== Dataset content

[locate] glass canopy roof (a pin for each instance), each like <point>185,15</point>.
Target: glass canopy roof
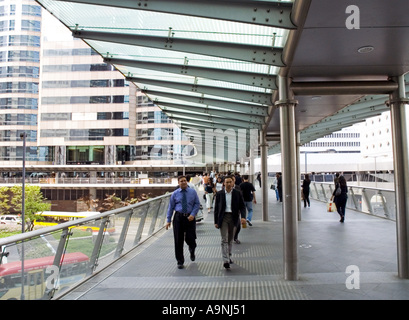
<point>220,71</point>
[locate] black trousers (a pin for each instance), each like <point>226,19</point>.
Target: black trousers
<point>183,231</point>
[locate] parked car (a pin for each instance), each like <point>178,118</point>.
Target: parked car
<point>10,219</point>
<point>38,175</point>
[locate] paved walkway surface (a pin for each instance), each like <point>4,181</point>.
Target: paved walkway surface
<point>326,249</point>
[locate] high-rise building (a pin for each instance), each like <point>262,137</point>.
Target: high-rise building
<point>20,46</point>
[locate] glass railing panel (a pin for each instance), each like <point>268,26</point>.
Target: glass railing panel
<point>26,269</point>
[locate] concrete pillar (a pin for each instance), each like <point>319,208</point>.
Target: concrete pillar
<point>286,106</point>
<point>397,102</point>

====

Instructions to follow:
Reproduce the items above word for word, beginning with the line that contains "[locate] paved walkway" and continuing through the final line of the items.

Exercise solution:
[locate] paved walkway surface (a pin for each instance), each like <point>4,181</point>.
Target: paved walkway surface
<point>326,249</point>
[locate] high-rise building (a pin for each instance), each like <point>262,137</point>.
Target: high-rise building
<point>20,46</point>
[locate] glass railing panel (a pin for each instance), each like <point>268,26</point>.
Target: glass railing panel
<point>26,269</point>
[locate] concrete pillar (a pin for each instance), each like <point>319,208</point>.
Target: concrete pillar
<point>286,106</point>
<point>397,102</point>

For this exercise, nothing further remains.